◆ **EXTRACTED TEXT**
::::::

“Sometimes there’s a macrocosm and sometimes there’s a microcosm, and if you’re dyslexic like me you can’t tell the difference.” – Bruce Bickford
While browsing the shelves in the gift shop at the American Visionary Art Museum in Baltimore, MD, I happened across a DVD called “Monster Road” with a captivating cover. It showed a man that looked kind yet deranged, reaching out with a small clay figure in his hand. I didn’t know what it was, but I did know that I had to see this movie.
Monster Road is a documentary about Bruce Bickford, an acclaimed clay animator from Seattle, Washington. Bickford is probably the most well known for the work that he did with Frank Zappa, which includes The Amazing Mr. Bickford and work on Baby Snakes.
Bickford’s animation shows an immense talent and attention to detail. I think that the following example, an excerpt from Bickford’s Prometheus’ Garden, is a great example of the sheer awesomeness of his work.

::::::

◆ **PROVIDED DATA**
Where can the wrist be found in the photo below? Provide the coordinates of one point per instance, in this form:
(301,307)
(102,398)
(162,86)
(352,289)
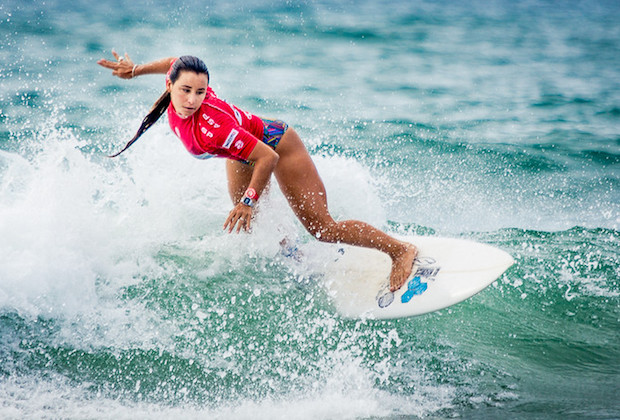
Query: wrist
(250,197)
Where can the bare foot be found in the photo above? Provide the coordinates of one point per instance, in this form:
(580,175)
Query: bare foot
(402,265)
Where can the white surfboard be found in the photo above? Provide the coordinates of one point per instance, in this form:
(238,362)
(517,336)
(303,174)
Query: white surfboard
(446,272)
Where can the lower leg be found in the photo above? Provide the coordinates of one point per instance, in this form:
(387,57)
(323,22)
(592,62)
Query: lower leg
(301,184)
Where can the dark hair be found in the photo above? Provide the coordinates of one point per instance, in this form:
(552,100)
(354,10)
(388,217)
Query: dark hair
(184,63)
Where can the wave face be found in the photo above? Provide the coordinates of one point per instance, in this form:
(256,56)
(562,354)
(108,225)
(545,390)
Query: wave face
(120,296)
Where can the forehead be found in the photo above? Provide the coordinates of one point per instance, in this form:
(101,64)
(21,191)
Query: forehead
(193,79)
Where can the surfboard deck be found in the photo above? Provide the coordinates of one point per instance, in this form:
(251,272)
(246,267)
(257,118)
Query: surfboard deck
(447,271)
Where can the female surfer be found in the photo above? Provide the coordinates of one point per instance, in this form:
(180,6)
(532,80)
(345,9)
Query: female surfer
(255,149)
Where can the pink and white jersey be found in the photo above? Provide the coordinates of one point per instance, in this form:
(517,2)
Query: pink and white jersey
(217,129)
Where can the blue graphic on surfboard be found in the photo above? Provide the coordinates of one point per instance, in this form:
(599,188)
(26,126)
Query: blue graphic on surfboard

::::::

◆ **TASK 1**
List every titled work (film, DVD or animation) that the piece on Bruce Bickford names.
◆ **TASK 2**
Answer these questions from the piece on Bruce Bickford:
(a) In what shop did the writer come across the DVD?
(b) What city and state is Bickford from?
(c) Which musician is Bickford best known for working with?
◆ **TASK 3**
Carry on the piece on Bruce Bickford, starting after its last sentence.
The rows have nothing to do with the piece on Bruce Bickford.

◆ **WRITTEN REPLY 1**
Monster Road
The Amazing Mr. Bickford
Baby Snakes
Prometheus’ Garden

◆ **WRITTEN REPLY 2**
(a) The gift shop at the American Visionary Art Museum in Baltimore, MD.
(b) Seattle, Washington.
(c) Frank Zappa.

◆ **WRITTEN REPLY 3**
Monster Road documents Bickford’s life and inspiration through interviews, animations, childhood drawings and home movies. The film reveals a great deal about Bickford’s character and the influences that have spurred him on to create animations that can only be described as horrifyingly beautiful.
In the film, we learn about the abusive family life Bickford dealt with as a child, growing up during the cold war and the difficulty he had fitting in. He talks about his affinity for Peter Pan, who gave Bickford hope that “maybe the little guys could survive.” Bickford brings up horrors from his past and talks about them with a nervous laugh and it is sad to think that without these horrors Bickford’s animation wouldn’t be what it is today.
Bickford’s animations are oftentimes filled with nightmarish images, carnage and the grotesque. However, Bickford says that “when something really grotesque or ugly occurs in one of my pieces of animation I try to have it resolved somehow. I try to have the character who’s behaving badly get their comeuppance quite swiftly.” He tries to live by the principal, at least in his animations, that the “little guy” will come out on top in the end.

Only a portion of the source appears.